» **Excerpted passage**:

--- BEGIN ---

# TROLLING MOTOR STABILIZER



## Mattsfishin (Aug 23, 2009)

I have a new trolling motor on my boat and it is very long when laying on my deck. I have seen others like this but did not want it bouncing around. Maybe damage it. I looked at factory made stabilizers and did not like them. I watched a couple videos and liked some of the ideas but none would do what I wanted. Came up with this. Yeh it does not look factory made but it sure works and keeps my trolling motor from bouncing around. I secure it with velcro but you could use a bungee cord or strap. 1 inch tee, short piece of 1 inch sch 40 pipes and a 1 inch sch 40 male adapter. I can remove it or leave it. I have chose to just leave it where it is. Tomorrow I will clean the boat.

--- END ---

» **Given information**:
--- BEGIN ---

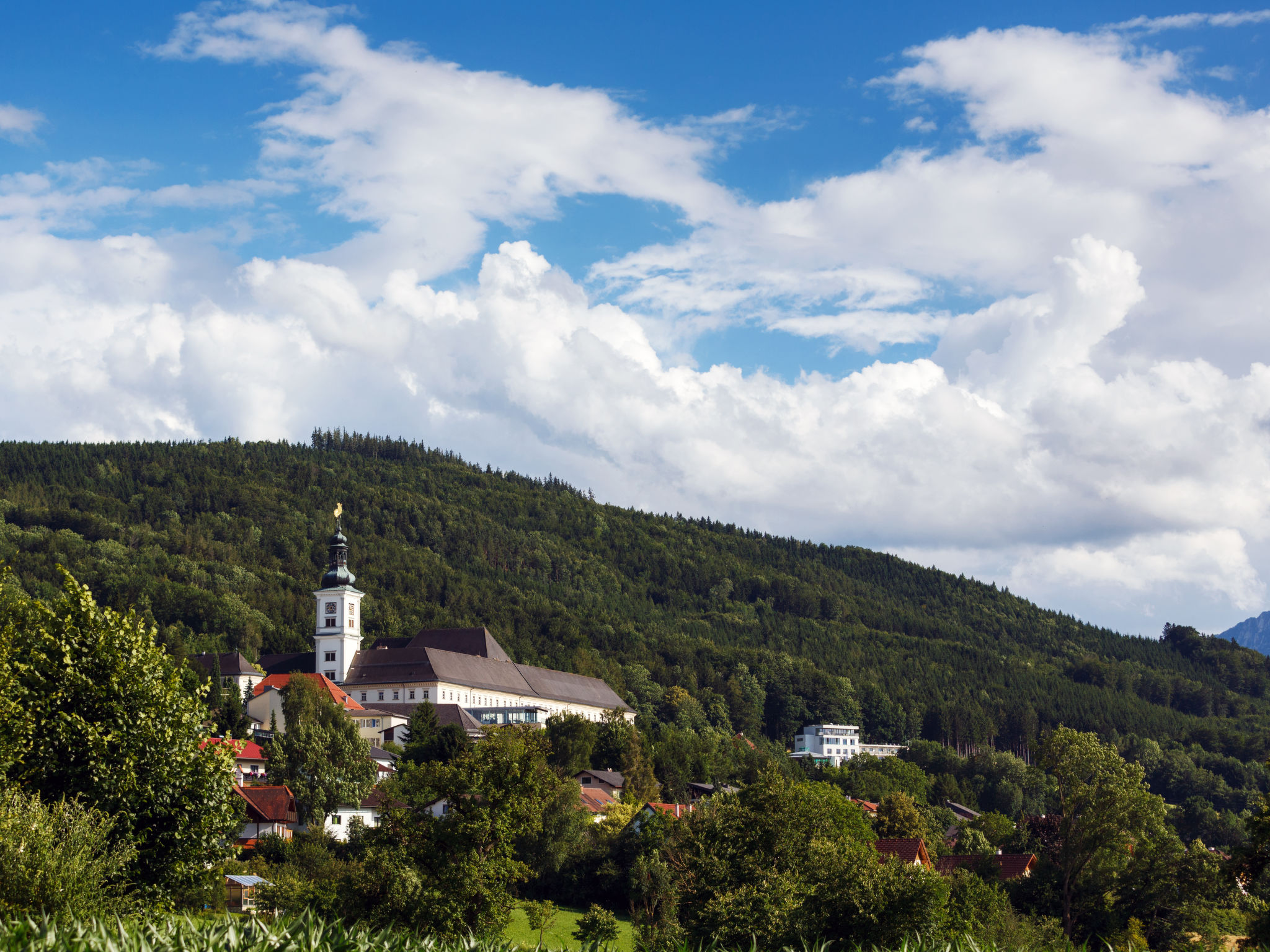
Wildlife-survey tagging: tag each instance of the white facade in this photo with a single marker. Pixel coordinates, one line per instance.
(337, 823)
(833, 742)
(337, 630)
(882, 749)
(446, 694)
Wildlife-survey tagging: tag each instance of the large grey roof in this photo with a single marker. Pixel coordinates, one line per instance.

--- END ---
--- BEGIN ---

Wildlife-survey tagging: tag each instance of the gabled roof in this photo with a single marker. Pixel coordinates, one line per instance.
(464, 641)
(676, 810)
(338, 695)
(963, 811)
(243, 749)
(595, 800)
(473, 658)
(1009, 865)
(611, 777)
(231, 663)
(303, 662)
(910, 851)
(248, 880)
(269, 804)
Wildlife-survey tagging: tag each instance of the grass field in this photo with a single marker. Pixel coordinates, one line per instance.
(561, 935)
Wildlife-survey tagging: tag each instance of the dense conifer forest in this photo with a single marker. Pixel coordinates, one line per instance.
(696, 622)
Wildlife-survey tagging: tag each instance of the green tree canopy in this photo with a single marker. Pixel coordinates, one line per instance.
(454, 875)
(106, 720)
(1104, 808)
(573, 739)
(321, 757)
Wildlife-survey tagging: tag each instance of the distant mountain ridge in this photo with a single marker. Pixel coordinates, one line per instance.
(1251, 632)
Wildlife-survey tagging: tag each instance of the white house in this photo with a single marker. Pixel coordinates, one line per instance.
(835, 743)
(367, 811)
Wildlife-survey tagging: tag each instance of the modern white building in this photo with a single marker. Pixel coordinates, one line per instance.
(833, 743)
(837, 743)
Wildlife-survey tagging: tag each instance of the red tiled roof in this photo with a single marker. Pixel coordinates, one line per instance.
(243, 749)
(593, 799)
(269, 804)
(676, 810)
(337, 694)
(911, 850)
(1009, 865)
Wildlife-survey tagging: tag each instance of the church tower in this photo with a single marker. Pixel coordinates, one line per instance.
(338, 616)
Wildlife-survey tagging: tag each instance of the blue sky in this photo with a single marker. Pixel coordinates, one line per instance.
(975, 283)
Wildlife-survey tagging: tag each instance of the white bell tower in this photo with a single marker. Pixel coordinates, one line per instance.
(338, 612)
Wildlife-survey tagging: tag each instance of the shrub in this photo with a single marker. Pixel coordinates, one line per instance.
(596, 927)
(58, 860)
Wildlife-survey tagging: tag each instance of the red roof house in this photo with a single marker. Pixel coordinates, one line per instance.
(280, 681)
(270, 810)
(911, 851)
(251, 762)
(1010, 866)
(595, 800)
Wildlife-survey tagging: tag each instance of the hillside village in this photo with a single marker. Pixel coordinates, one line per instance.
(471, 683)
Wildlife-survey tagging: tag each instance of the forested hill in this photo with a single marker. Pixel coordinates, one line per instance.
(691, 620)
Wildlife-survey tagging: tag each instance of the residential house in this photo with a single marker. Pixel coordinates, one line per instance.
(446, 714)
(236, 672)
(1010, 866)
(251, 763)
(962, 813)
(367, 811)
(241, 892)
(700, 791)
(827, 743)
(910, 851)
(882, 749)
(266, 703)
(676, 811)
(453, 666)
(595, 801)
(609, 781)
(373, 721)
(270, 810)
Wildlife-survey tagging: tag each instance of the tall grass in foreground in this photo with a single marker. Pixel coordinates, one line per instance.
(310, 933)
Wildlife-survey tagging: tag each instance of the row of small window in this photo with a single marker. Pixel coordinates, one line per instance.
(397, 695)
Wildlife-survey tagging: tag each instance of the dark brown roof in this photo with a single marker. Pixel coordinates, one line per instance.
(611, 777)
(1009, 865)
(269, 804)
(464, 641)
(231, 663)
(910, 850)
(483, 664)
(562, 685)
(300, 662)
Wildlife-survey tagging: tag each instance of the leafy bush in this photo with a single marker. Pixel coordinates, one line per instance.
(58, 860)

--- END ---
--- BEGIN ---

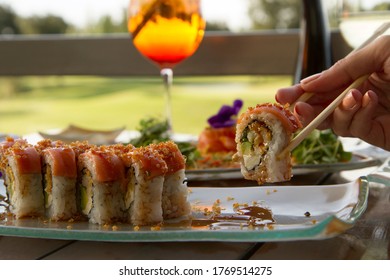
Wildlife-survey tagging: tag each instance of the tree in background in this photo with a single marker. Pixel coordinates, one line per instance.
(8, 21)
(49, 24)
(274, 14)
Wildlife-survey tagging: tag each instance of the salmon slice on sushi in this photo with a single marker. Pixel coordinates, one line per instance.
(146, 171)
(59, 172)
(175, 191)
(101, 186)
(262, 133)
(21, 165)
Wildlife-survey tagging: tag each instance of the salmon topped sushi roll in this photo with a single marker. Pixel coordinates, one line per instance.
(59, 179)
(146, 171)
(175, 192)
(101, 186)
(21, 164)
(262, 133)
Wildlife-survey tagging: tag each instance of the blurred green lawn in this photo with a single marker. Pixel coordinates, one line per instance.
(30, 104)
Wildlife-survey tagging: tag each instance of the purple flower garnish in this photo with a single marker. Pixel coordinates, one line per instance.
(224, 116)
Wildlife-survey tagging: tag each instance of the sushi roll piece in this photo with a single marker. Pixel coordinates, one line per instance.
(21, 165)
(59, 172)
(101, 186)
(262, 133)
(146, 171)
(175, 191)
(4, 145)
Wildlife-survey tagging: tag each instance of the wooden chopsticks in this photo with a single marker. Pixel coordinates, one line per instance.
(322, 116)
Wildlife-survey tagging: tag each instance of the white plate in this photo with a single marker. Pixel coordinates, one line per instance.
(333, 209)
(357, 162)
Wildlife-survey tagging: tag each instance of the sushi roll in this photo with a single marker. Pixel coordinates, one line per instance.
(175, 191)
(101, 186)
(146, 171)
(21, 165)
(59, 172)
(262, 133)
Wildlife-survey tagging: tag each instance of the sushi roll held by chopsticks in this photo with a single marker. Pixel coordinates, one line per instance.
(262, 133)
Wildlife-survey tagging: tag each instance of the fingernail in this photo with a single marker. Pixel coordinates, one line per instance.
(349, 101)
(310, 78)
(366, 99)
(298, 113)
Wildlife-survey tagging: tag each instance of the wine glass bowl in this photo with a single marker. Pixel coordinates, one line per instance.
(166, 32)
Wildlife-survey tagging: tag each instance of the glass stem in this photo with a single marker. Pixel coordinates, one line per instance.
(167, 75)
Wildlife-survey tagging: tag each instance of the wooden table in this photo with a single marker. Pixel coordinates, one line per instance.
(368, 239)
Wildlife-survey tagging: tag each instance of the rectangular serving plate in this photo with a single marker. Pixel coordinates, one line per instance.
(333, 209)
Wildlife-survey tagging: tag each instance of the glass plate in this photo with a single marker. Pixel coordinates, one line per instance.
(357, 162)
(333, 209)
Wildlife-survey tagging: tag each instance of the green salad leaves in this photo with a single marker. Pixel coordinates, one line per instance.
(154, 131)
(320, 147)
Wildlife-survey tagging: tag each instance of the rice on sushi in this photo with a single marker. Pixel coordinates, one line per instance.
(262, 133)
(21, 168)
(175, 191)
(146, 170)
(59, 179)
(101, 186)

--- END ---

» **Problems and tasks**:
• a. In the trolling motor stabilizer post, write down the passage starting with "## Mattsfishin (Aug" and going on through "clean the boat.".
• b. Carry the trolling motor stabilizer post forward from its final sentence.

» **Per-task outputs**:
• a.
## Mattsfishin (Aug 23, 2009)

I have a new trolling motor on my boat and it is very long when laying on my deck. I have seen others like this but did not want it bouncing around. Maybe damage it. I looked at factory made stabilizers and did not like them. I watched a couple videos and liked some of the ideas but none would do what I wanted. Came up with this. Yeh it does not look factory made but it sure works and keeps my trolling motor from bouncing around. I secure it with velcro but you could use a bungee cord or strap. 1 inch tee, short piece of 1 inch sch 40 pipes and a 1 inch sch 40 male adapter. I can remove it or leave it. I have chose to just leave it where it is. Tomorrow I will clean the boat.

• b.
----------



## Bankin' On It (Feb 14, 2013)

High falootin rite there.


Sent from my iPhone using Tapatalk


----------



## acoastalbender (Jul 16, 2011)

I use a couple of black rubber bungies wrapped around the head/motor unit and pulled to a nearby cleat ... that allows some movement but prevents the head from experiencing the same bone jarring hits the hull takes if it was secured to the hull/deck, kinda like a trolling motor shock absorber ...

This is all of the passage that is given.